- _Task inputs_:
********

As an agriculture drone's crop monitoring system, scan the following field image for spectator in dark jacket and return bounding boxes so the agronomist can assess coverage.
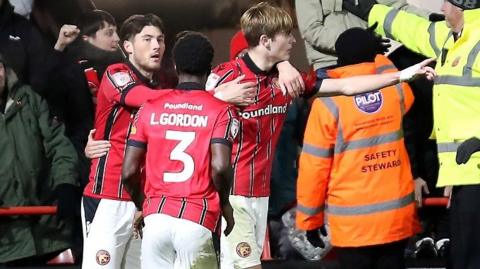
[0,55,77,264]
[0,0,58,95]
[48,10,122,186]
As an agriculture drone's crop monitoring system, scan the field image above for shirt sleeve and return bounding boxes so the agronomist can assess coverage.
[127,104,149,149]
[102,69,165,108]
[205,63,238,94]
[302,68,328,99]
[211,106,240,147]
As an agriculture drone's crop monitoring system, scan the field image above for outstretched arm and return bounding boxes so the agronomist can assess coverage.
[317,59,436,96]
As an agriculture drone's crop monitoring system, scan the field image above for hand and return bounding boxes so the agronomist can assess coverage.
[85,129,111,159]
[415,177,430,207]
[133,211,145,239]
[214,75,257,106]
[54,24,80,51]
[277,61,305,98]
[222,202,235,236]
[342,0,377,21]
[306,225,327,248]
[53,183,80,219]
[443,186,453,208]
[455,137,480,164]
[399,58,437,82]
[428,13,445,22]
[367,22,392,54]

********

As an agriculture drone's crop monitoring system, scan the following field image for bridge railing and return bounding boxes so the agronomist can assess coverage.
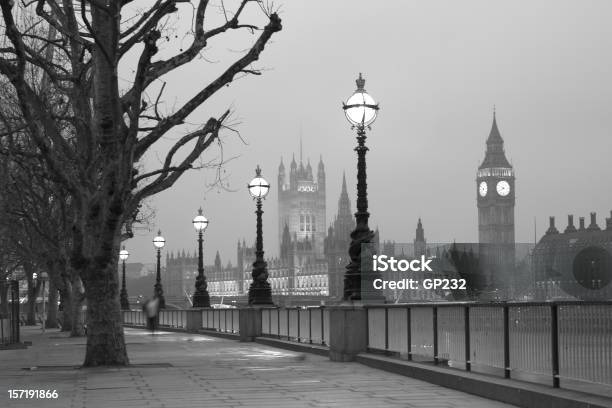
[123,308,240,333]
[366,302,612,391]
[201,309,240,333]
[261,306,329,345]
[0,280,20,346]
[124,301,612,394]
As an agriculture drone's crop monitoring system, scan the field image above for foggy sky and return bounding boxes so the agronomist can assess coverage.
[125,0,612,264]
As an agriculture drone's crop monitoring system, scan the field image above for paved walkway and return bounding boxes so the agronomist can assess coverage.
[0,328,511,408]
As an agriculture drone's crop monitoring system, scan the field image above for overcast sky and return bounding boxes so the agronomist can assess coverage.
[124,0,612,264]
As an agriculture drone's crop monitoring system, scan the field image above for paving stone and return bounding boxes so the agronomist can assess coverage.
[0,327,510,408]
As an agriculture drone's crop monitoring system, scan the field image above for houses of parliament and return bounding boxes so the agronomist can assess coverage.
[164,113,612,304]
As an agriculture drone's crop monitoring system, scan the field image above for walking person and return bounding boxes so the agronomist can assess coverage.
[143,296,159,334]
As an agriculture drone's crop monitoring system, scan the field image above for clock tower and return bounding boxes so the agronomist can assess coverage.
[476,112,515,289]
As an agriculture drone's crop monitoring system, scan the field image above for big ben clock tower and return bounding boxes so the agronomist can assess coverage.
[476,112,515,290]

********

- _Problem to solve_:
Copy the material above word for word, starting at the line that contains "image for spectator" and ending at the line that contains "[48,10,122,186]", with both of those lines included. Leave the picture out of your copy.

- _Answer to the problem_:
As an agriculture drone's crop monitoring system, scan the following field image for spectator in dark jacket and return bounding boxes so the agronomist can assess coverage.
[0,55,77,264]
[0,0,58,95]
[48,10,122,186]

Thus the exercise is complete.